CONSIGNES ET EXIGENCES
Prolongez la critique théâtrale consacrée au spectacle « Le Ciel, La Nuit et La Fête » en reprenant juste après sa dernière phrase.

ARTICLE
+++

« LE CIEL, LA NUIT ET LA FÊTE », RADIEUX MARATHON DE TRETEAUX

LE CIEL LA NUIT LA FETE - LE TARTUFFE

75e FESTIVAL D’AVIGNON. « Le Ciel, La Nuit et La Fête » – Nouveau Théâtre Populaire – Cour Minérale de l’Université – Jusqu’au 25 juillet à 18h30 – Durée 6h30.

Choisir de jouer Molière aujourd’hui, c’est d’emblée accepter qu’il faudra se jouer de nous, déjouer l’horizon d’attente que nous aurons dessiné à force de le côtoyer, Molière. Nous connaissons la fin de chacune de ses pièces et savons finir ses alexandrins ; alors comment fera le Nouveau Théâtre Populaire pour assouvir ce qui déchire le ventre et les billets d’entrée, cette faim insatiable de nouveauté, de cohérence et de beauté ? Eh bien ils vont tout jouer, ce qui est attendu, et ce qui est inespéré (« l’inconnu, l’imprescrit, l’inattendu, l’inespéré » écrit justement Olivier Py dans son prologue au festival de cette année).

+++

Données conservées d'une collection:

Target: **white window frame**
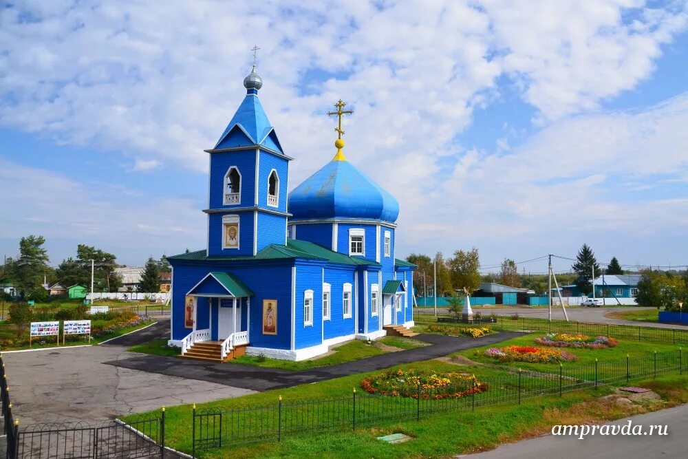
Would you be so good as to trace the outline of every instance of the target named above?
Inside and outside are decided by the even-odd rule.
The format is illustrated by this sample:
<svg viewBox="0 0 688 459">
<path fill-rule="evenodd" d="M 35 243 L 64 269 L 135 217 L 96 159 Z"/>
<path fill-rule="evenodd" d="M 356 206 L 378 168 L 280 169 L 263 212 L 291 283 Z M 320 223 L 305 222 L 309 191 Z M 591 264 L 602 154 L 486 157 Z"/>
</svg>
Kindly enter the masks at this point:
<svg viewBox="0 0 688 459">
<path fill-rule="evenodd" d="M 227 193 L 227 180 L 229 178 L 229 173 L 232 171 L 232 169 L 235 169 L 237 173 L 239 174 L 239 192 L 238 193 Z M 226 173 L 224 174 L 224 182 L 222 182 L 222 205 L 224 206 L 237 206 L 241 204 L 241 182 L 244 182 L 241 178 L 241 171 L 239 170 L 239 168 L 236 166 L 230 166 L 229 169 L 227 169 Z M 237 201 L 236 202 L 232 202 L 231 204 L 227 204 L 226 197 L 229 195 L 237 194 Z"/>
<path fill-rule="evenodd" d="M 346 301 L 347 293 L 349 294 L 348 301 Z M 342 315 L 344 317 L 344 319 L 352 318 L 352 302 L 351 284 L 347 282 L 344 284 L 342 288 Z M 348 313 L 347 313 L 347 304 L 349 306 Z"/>
<path fill-rule="evenodd" d="M 237 224 L 237 246 L 236 247 L 228 247 L 224 244 L 224 235 L 225 235 L 225 225 L 229 223 L 236 223 Z M 221 237 L 222 237 L 222 248 L 223 249 L 235 249 L 239 250 L 241 244 L 241 220 L 239 218 L 239 215 L 222 215 L 222 234 Z"/>
<path fill-rule="evenodd" d="M 272 176 L 273 173 L 275 174 L 275 194 L 271 195 L 270 194 L 270 178 Z M 270 171 L 270 173 L 268 174 L 268 193 L 266 194 L 267 194 L 267 198 L 266 199 L 267 200 L 268 205 L 270 206 L 270 207 L 279 207 L 279 174 L 277 173 L 277 169 L 273 169 L 272 171 Z M 270 204 L 270 196 L 275 197 L 275 204 Z"/>
<path fill-rule="evenodd" d="M 385 231 L 385 256 L 391 256 L 391 232 Z"/>
<path fill-rule="evenodd" d="M 327 314 L 325 314 L 327 310 Z M 323 320 L 330 320 L 332 313 L 332 286 L 329 284 L 323 284 Z"/>
<path fill-rule="evenodd" d="M 313 325 L 313 290 L 303 292 L 303 326 Z"/>
<path fill-rule="evenodd" d="M 370 315 L 377 316 L 380 314 L 380 288 L 377 284 L 370 286 Z"/>
<path fill-rule="evenodd" d="M 354 237 L 361 237 L 361 252 L 352 250 L 351 243 Z M 365 256 L 365 230 L 363 228 L 352 228 L 349 230 L 349 256 Z"/>
</svg>

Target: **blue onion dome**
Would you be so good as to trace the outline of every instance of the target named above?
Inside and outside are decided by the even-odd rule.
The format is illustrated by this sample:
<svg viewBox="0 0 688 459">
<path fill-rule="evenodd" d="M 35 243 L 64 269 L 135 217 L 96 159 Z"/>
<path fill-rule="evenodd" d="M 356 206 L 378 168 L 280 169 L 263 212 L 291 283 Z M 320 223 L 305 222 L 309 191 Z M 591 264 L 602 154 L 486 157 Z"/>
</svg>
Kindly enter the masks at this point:
<svg viewBox="0 0 688 459">
<path fill-rule="evenodd" d="M 394 223 L 399 203 L 355 166 L 335 159 L 289 194 L 290 220 L 371 219 Z"/>
<path fill-rule="evenodd" d="M 253 65 L 253 68 L 251 69 L 251 72 L 248 74 L 248 76 L 244 78 L 244 86 L 247 89 L 256 90 L 263 87 L 263 79 L 256 72 L 256 66 L 255 65 Z"/>
</svg>

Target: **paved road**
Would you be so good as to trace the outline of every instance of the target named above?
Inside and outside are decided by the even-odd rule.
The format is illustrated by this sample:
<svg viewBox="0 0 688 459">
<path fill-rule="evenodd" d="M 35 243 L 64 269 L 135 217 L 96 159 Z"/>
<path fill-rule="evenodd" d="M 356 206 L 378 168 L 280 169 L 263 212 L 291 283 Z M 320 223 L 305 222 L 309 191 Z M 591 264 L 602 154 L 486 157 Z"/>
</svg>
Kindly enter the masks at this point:
<svg viewBox="0 0 688 459">
<path fill-rule="evenodd" d="M 563 459 L 647 459 L 647 458 L 688 457 L 688 405 L 641 414 L 613 423 L 611 425 L 668 426 L 667 436 L 595 435 L 579 440 L 573 436 L 552 436 L 524 440 L 502 445 L 495 449 L 477 454 L 458 456 L 466 459 L 532 459 L 532 458 L 562 458 Z"/>
<path fill-rule="evenodd" d="M 421 308 L 420 310 L 432 312 L 432 308 Z M 610 319 L 605 317 L 605 312 L 612 312 L 614 311 L 632 311 L 636 310 L 633 308 L 567 308 L 566 312 L 568 314 L 569 320 L 580 321 L 581 322 L 597 322 L 599 323 L 616 323 L 618 325 L 632 325 L 643 327 L 657 327 L 659 328 L 684 328 L 688 330 L 688 325 L 672 325 L 671 323 L 656 323 L 654 322 L 642 322 L 639 321 L 627 321 L 618 319 Z M 438 308 L 438 312 L 447 312 L 446 308 Z M 475 308 L 474 312 L 480 312 L 481 314 L 489 315 L 497 314 L 498 315 L 510 315 L 518 313 L 519 316 L 526 317 L 537 317 L 539 319 L 547 319 L 547 308 L 528 308 L 522 306 L 511 306 L 506 308 Z M 552 306 L 552 319 L 564 319 L 563 312 L 561 306 Z"/>
<path fill-rule="evenodd" d="M 236 397 L 254 391 L 105 365 L 144 354 L 127 347 L 169 332 L 169 322 L 96 346 L 3 352 L 15 416 L 21 425 L 93 422 L 170 406 Z"/>
<path fill-rule="evenodd" d="M 268 389 L 290 387 L 304 383 L 316 383 L 363 372 L 389 368 L 400 363 L 430 360 L 458 350 L 493 344 L 522 334 L 518 332 L 504 332 L 481 338 L 420 334 L 416 339 L 432 343 L 433 345 L 399 352 L 390 352 L 303 372 L 261 368 L 238 363 L 212 363 L 143 354 L 138 354 L 131 359 L 105 363 L 120 367 L 173 376 L 186 376 L 193 379 L 217 384 L 228 384 L 236 387 L 264 391 Z"/>
</svg>

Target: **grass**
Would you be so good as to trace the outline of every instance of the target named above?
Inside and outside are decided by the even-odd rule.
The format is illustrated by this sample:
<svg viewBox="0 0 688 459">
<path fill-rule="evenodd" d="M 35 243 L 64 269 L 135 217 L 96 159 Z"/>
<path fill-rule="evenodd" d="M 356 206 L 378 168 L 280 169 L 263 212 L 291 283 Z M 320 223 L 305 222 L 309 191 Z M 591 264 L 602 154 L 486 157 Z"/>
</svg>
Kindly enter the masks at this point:
<svg viewBox="0 0 688 459">
<path fill-rule="evenodd" d="M 544 332 L 530 333 L 526 335 L 513 338 L 512 339 L 502 341 L 497 345 L 482 346 L 474 348 L 463 351 L 459 351 L 450 354 L 450 356 L 462 355 L 468 357 L 475 362 L 482 363 L 491 363 L 498 365 L 510 366 L 523 370 L 533 370 L 541 372 L 558 372 L 559 365 L 555 363 L 528 363 L 526 362 L 502 362 L 496 359 L 488 357 L 484 355 L 484 352 L 493 347 L 504 348 L 510 345 L 519 346 L 536 346 L 541 347 L 535 343 L 534 340 L 538 337 L 544 336 Z M 563 367 L 580 365 L 585 363 L 593 363 L 595 359 L 601 361 L 623 359 L 625 359 L 627 354 L 631 359 L 634 357 L 645 357 L 652 354 L 654 351 L 658 352 L 666 352 L 667 351 L 678 351 L 679 345 L 674 344 L 653 343 L 648 341 L 638 341 L 630 339 L 619 339 L 619 344 L 615 348 L 608 348 L 603 349 L 578 349 L 575 348 L 557 348 L 565 350 L 570 354 L 574 354 L 580 360 L 574 362 L 564 362 Z M 544 347 L 544 346 L 542 346 Z"/>
<path fill-rule="evenodd" d="M 238 359 L 230 361 L 230 363 L 244 363 L 263 367 L 264 368 L 279 368 L 280 370 L 298 372 L 387 354 L 387 351 L 383 351 L 372 345 L 367 344 L 365 341 L 358 339 L 335 348 L 332 350 L 334 352 L 330 355 L 311 360 L 303 360 L 298 362 L 279 360 L 277 359 L 261 358 L 260 356 L 242 356 Z"/>
<path fill-rule="evenodd" d="M 438 368 L 438 362 L 413 364 L 420 368 Z M 407 365 L 409 366 L 409 365 Z M 455 367 L 451 365 L 452 369 Z M 208 407 L 245 407 L 269 401 L 276 403 L 279 395 L 285 400 L 295 397 L 333 395 L 350 392 L 351 387 L 364 375 L 354 375 L 314 385 L 277 391 L 268 391 L 234 399 L 199 405 Z M 549 431 L 557 424 L 581 425 L 605 422 L 652 409 L 688 402 L 688 375 L 662 376 L 634 383 L 660 394 L 663 403 L 656 406 L 626 405 L 599 398 L 612 392 L 610 387 L 596 391 L 579 391 L 563 396 L 549 396 L 524 400 L 522 405 L 480 407 L 475 412 L 461 412 L 423 418 L 420 422 L 380 421 L 376 427 L 358 428 L 356 431 L 341 431 L 322 434 L 308 431 L 290 434 L 281 442 L 259 442 L 234 448 L 197 451 L 197 457 L 241 458 L 443 458 L 491 449 L 501 443 L 537 436 Z M 191 450 L 191 407 L 168 407 L 166 441 L 173 448 L 190 453 Z M 160 415 L 160 411 L 147 416 Z M 127 418 L 136 418 L 129 416 Z M 413 439 L 406 443 L 389 445 L 378 436 L 401 432 Z M 451 433 L 451 435 L 448 434 Z"/>
<path fill-rule="evenodd" d="M 375 341 L 388 346 L 398 348 L 399 349 L 416 349 L 416 348 L 430 345 L 429 343 L 426 343 L 425 341 L 413 339 L 413 338 L 406 338 L 405 337 L 384 337 Z"/>
<path fill-rule="evenodd" d="M 165 338 L 153 339 L 142 344 L 137 344 L 135 346 L 131 346 L 127 350 L 130 352 L 143 352 L 144 354 L 153 354 L 167 357 L 178 356 L 180 352 L 179 348 L 167 345 L 167 339 Z"/>
<path fill-rule="evenodd" d="M 605 317 L 610 319 L 621 319 L 627 321 L 638 321 L 638 322 L 657 322 L 659 319 L 658 311 L 655 308 L 643 308 L 634 311 L 612 311 L 605 312 Z"/>
</svg>

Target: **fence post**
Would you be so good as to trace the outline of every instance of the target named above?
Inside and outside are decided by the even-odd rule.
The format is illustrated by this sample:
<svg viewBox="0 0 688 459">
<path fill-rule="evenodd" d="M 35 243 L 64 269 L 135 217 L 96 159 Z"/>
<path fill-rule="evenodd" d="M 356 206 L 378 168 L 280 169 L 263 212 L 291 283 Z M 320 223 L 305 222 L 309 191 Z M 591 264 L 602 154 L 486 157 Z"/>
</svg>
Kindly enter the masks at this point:
<svg viewBox="0 0 688 459">
<path fill-rule="evenodd" d="M 654 351 L 654 377 L 657 377 L 657 351 Z"/>
<path fill-rule="evenodd" d="M 559 396 L 561 396 L 561 393 L 563 392 L 563 364 L 559 363 Z"/>
<path fill-rule="evenodd" d="M 354 389 L 354 422 L 353 430 L 356 430 L 356 388 Z"/>
<path fill-rule="evenodd" d="M 416 390 L 416 420 L 420 420 L 420 381 L 418 381 L 418 387 Z"/>
<path fill-rule="evenodd" d="M 595 359 L 595 387 L 597 387 L 597 359 Z"/>
<path fill-rule="evenodd" d="M 282 396 L 277 399 L 277 441 L 282 441 Z"/>
<path fill-rule="evenodd" d="M 160 458 L 165 459 L 165 407 L 162 407 L 162 415 L 160 417 Z"/>
<path fill-rule="evenodd" d="M 192 405 L 193 409 L 193 423 L 191 426 L 191 457 L 196 457 L 196 404 L 194 403 Z"/>
</svg>

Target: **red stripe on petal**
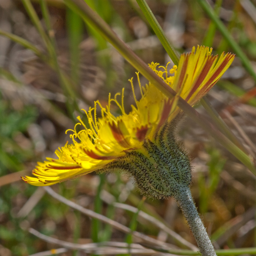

+++

RÉPONSE À LA TÂCHE
Tartuffe

Sous un ciel encore bleu, les comédiens vêtus de costumes noirs traditionnels investissent les tréteaux de bois, au bout desquels deux portes grises cadencent avec panache les entrées et sorties. De rythme, nous en avons bien besoin, car c’est Tartuffe avec trois fois rien qu’on va nous jouer pendant une heure quarante. Heureusement, les répercussions sonores que font les portes en claquant ont les échos très larges et musicaux, et agrandissent ainsi l’espace exigu sur lequel les comédiens ont à jouer, tout en rappelant que chaque scène contient son lot de répliques féroces et cyniques, de répliques qui claquent la porte au nez sans non plus congédier. Gifles, mains abattues sur la table, talons qui claquent et dansent pour séduire, coups de têtes malheureux contre la porte dans l’espoir que des bras s’ouvrent pour pouvoir y pleurer, tous les personnages ont des intérêts à défendre qui méritent que soient engagés corps et cris. Tartuffe, adoré par le patriarche Orgon, profondément haï par le reste de la famille, est immobile et courbé sur son fauteuil roulant, ses cheveux pleins de sueur plaqués contre son front. Mais le dévot est en carton alors lui aussi finira par remuer ; son masque tombe quand il cesse de tomber alors qu’il s’est levé et ne chancelle plus. Si ce premier volet ne renouvelle pas vraiment l’esthétique pauvre du théâtre de tréteaux, on passe tout de même un excellent moment en excellente compagnie, alors à la fin nous mêlons nos applaudissements enjoués aux coups de fouet assénés à ce piteux Tartuffe : des virgules pour nos rires !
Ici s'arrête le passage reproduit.